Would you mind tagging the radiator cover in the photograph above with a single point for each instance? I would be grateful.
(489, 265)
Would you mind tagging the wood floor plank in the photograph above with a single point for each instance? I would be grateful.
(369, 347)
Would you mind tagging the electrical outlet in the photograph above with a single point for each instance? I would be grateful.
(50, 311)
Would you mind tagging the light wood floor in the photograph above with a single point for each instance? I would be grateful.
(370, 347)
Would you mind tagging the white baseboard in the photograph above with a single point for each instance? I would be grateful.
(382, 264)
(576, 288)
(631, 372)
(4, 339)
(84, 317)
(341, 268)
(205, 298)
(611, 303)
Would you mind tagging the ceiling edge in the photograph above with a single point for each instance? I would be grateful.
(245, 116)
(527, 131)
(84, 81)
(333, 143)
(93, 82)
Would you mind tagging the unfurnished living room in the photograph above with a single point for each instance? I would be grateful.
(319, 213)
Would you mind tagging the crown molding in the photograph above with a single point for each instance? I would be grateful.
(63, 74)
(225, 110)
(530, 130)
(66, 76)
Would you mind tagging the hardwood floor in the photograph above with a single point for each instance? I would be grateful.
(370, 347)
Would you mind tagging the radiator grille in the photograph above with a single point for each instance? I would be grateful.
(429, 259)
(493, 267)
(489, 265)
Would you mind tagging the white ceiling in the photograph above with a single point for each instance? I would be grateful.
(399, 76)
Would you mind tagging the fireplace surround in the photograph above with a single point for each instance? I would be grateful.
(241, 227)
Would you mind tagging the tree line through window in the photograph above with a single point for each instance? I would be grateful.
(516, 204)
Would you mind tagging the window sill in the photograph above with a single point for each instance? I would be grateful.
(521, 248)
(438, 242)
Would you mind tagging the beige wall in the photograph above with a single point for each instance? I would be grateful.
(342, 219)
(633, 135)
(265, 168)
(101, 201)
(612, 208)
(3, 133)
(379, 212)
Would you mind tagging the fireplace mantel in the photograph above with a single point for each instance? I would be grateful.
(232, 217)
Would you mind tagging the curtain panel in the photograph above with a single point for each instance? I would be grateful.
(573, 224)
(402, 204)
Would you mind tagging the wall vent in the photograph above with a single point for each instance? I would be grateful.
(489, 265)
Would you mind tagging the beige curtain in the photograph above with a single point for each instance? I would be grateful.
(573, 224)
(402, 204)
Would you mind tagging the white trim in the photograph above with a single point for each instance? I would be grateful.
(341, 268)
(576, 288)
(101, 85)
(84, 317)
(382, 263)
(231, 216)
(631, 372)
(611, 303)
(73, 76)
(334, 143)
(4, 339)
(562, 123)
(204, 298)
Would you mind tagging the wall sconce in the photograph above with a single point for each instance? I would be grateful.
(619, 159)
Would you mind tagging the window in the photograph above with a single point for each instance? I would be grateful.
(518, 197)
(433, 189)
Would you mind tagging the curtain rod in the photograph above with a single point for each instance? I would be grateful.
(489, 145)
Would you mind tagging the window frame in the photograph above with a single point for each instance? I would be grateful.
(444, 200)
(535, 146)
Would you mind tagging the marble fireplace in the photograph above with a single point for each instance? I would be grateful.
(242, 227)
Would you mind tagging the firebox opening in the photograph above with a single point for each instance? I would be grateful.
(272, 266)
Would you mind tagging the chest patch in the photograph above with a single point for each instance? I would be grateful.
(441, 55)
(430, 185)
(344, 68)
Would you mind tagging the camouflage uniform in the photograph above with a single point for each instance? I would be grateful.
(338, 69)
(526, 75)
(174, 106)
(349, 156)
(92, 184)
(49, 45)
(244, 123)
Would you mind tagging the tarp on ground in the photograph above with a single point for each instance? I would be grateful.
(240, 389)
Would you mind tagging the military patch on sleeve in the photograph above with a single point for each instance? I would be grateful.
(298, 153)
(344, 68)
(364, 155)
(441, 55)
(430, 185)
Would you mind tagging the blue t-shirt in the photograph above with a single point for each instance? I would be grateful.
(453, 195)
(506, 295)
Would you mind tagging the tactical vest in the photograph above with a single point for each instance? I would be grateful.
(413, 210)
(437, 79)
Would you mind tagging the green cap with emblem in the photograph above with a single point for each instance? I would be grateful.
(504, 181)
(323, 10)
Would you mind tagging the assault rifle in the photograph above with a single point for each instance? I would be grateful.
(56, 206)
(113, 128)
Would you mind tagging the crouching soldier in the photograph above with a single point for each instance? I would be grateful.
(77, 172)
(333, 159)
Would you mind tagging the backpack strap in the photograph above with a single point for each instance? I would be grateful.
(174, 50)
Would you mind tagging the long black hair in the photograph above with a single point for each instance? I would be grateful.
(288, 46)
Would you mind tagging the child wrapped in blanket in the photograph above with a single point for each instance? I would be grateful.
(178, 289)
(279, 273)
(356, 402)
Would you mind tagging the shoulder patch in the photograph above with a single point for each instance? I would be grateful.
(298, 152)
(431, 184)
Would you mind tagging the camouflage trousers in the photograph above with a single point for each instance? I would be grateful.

════════

▶ Task details: Reproduce the entries above exactly.

▶ Solution:
Would you mind tagging the radiator cover in the photograph above with a single point for each instance? I would be grateful.
(489, 265)
Would you mind tagging the wood floor plank in the photograph above with a single point for each instance? I would be grateful.
(369, 347)
Would you mind tagging the electrical outlet in the photograph above with a single point for each instance? I would be grateful.
(50, 311)
Would you mind tagging the light wood floor in the photograph above with a single point for each instance? I would be grateful.
(370, 347)
Would you mind tagging the white baseboard in the photograph above with a single point for each instance? I would be grateful.
(382, 264)
(576, 288)
(631, 372)
(4, 339)
(84, 317)
(341, 268)
(205, 298)
(611, 303)
Would you mind tagging the ceiling edge in the photograph above with a single point for each instance? I would be grateful.
(245, 116)
(527, 131)
(84, 81)
(333, 143)
(93, 82)
Would you mind tagging the unfurnished living room in the photograph above with a single point for each instance? I would be grateful.
(319, 213)
Would you mind tagging the crown molding in the photograph above with a single point for each instance? I would be grateful.
(63, 74)
(225, 110)
(530, 130)
(66, 76)
Would you mind tagging the hardwood floor in the photograph above with a single point for each instance? I would be grateful.
(370, 347)
Would you mind tagging the radiator grille in the photograph above with a single point for each instance? I would be grateful.
(429, 259)
(493, 267)
(489, 265)
Would you mind tagging the white ceiling in the photograph above with a single point for each instance? I would be grateful.
(399, 76)
Would you mind tagging the fireplace surround in the photograph above with a single point for each instance? I would be grateful.
(241, 227)
Would you mind tagging the tree line through window in the photograph above with a single point for each instance? I would be grateful.
(516, 204)
Would you mind tagging the window sill in the photograph above with a single point for each instance? I would be grateful.
(521, 248)
(438, 242)
Would you mind tagging the beige wall in the photograph above with a single point for each instance? I would be grateful.
(342, 219)
(633, 135)
(265, 168)
(101, 201)
(612, 208)
(3, 133)
(379, 212)
Would you mind tagging the fireplace mantel in the photograph above with a single point for each instance? I would be grateful.
(232, 217)
Would you mind tagging the curtain panel in the photograph above with a single point for each instance? I would be grateful.
(573, 224)
(402, 204)
Would you mind tagging the wall vent in the photograph above with a single point for each instance? I would be grateful.
(489, 265)
Would you mind tagging the beige curtain in the photograph above with a single point for each instance? I would be grateful.
(573, 224)
(402, 204)
Would you mind tagging the white trim in the photograph above with a single point for each instance? I would be grateful.
(341, 268)
(576, 288)
(101, 85)
(84, 317)
(382, 263)
(231, 216)
(631, 372)
(611, 303)
(73, 76)
(334, 143)
(4, 339)
(562, 123)
(204, 298)
Would you mind tagging the wall sconce in the photograph above with a single point for each instance? I would be grateful.
(619, 159)
Would you mind tagging the window in the photograph above with a single point for each instance? I would be grateful.
(518, 197)
(433, 189)
Would you mind tagging the curtain rod in the photograph above with a single point for each instance? I would be grateful.
(489, 145)
Would you mind tagging the window frame in the photograph above with a single point for each instance? I would be grateful.
(444, 200)
(535, 146)
Would you mind tagging the marble fireplace in the photograph above with a single point for each instance? I would be grateful.
(242, 227)
Would you mind tagging the firebox opening in the photograph above with a single point for each instance? I would be grateful.
(272, 266)
Would you mind tagging the chest patch in the photograph above with a single point for each instance? I would be grateful.
(441, 55)
(430, 185)
(344, 68)
Would you mind tagging the camouflage uniform in the photograph above with a single point for each instance? I would be grateful.
(338, 69)
(526, 75)
(174, 106)
(349, 156)
(92, 184)
(49, 45)
(244, 123)
Would you mind tagging the tarp on ground in the photograph above with a single point for each instance? I would be grateful.
(240, 389)
Would you mind tagging the military patch on sleeve in the photograph above with a single point for each instance? I would be grateful.
(298, 153)
(344, 68)
(364, 155)
(441, 55)
(430, 185)
Would you mind tagging the blue t-shirt in the photograph above with a single point for each instance? I would be grateful.
(453, 195)
(506, 295)
Would you mind tagging the tactical vest in the photograph above with a single point for each instance? I would be grateful.
(413, 210)
(437, 79)
Would you mind tagging the green cap with emblem in the photograph above with a single point for each instance? I would be grateful.
(504, 181)
(323, 10)
Would you mind tagging the assault rifle in the photograph above with a single point for each instance? I would be grateful.
(56, 206)
(113, 128)
Would you mind tagging the crouching soldier in the photograph above with a single point for each instance? I would be grateful.
(77, 172)
(333, 159)
Would you mind tagging the backpack strap in the photograph above with a single point for each instance? I would be grateful.
(174, 50)
Would you mind tagging the long black hair in the photograph above with a single point for each instance? I would be grateful.
(288, 46)
Would you mind tagging the child wrapped in blanket in the photograph above with a single point for each instance? I would be grateful.
(178, 289)
(279, 273)
(356, 402)
Would you mind tagging the shoulder patch in the photograph above with a single point for each instance? I would be grateful.
(298, 152)
(431, 184)
Would you mind tagging the camouflage trousers in the photograph above with a single point for each instance? I would be grateful.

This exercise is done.